------ PROVIDED TEXT

Trilarians have Aquatic, which is very situational but extremely powerful in the right setting. In a Minerals-rich galaxy, they're going to be handicapped, but in an Organic-rich galaxy, they'll have free reign. They essentially treat most "habitable" world types as being much better than they really are; Tundras and Swamps get treated as Terran-class, and Oceans and Terran get treated as Gaea-class.
I don't remember if they treat the planet as Gaea-class in all respects; if so, it would pretty much make Gaea Transformation utterly useless for the Trilarians, since you can just Terraform up to Terran.
Klackons, once they get some population in place, can expand at an absurd rate due to their production bonuses. To put things in perspective: One time, in a game I'd already won, I got production (on Orion, true, but still, the point stands) up past 1000 per turn. I wound up producing a ridiculous fleet and attacking Antares with about fifty times the necessary force, all the while thinking "Hey, squidface. It's real funny now, isn't it? Puny race will be destroyed and all that, right? Real funny."

------------
------ EXTRACTED DATA

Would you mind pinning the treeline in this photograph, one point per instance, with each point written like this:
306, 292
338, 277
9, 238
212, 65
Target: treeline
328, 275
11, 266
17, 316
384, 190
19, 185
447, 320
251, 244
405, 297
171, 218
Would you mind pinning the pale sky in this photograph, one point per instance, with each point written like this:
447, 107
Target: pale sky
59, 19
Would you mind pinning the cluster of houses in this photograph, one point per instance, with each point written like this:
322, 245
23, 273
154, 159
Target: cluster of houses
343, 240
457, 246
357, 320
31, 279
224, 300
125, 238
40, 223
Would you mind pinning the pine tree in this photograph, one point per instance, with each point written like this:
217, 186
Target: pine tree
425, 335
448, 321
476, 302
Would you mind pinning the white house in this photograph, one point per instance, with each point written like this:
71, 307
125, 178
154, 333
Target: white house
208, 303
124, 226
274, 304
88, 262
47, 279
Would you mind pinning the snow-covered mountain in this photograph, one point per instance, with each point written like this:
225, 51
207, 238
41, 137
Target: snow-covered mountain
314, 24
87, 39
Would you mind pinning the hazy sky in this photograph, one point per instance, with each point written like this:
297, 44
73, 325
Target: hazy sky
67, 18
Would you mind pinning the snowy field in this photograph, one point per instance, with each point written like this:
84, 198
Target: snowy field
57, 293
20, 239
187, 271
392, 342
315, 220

------------

● REQUEST 1
Reproduce the passage on Trilarians and Klackons word for word, from "Trilarians have Aquatic, which" up to and including "treated as Gaea-class.".
● REQUEST 2
Using the passage on Trilarians and Klackons, answer these questions:
(a) Which world types do Trilarians treat as Gaea-class?
(b) What production level per turn did the writer reach in one game?
(c) What allows Klackons to expand at an absurd rate?
● REQUEST 3
Extend the passage on Trilarians and Klackons beyond its final sentence.

● WRITTEN REPLY 1
Trilarians have Aquatic, which is very situational but extremely powerful in the right setting. In a Minerals-rich galaxy, they're going to be handicapped, but in an Organic-rich galaxy, they'll have free reign. They essentially treat most "habitable" world types as being much better than they really are; Tundras and Swamps get treated as Terran-class, and Oceans and Terran get treated as Gaea-class.

● WRITTEN REPLY 2
(a) Oceans and Terran
(b) Past 1000 per turn
(c) Their production bonuses

● WRITTEN REPLY 3
Any suggestions on how to populate the galaxy?

I have recently had the opportunity to play MOO2 for several months strait... to the point that the friend that introduced MOO 2 to me almost a decade ago suggested that I stop and play something else LOL but my expansion strategy is the following:

Lithovore +10
Tolerant +10
Feudal -4
Ground Combat -2
Ship Defense -2
Ship Attack -2

I create a game with galaxy size Huge, galaxy age average, players 8 (myself +7 AI) tech level Pre Warp. The key is being first to capture Orion for the massive tech jump. O and don’t bother with the Force Fields Tech tree it won’t be needed. And play on at least hard for some challenge!! Feel free to comment... I always keep an open mind. I always play this strategy FTW.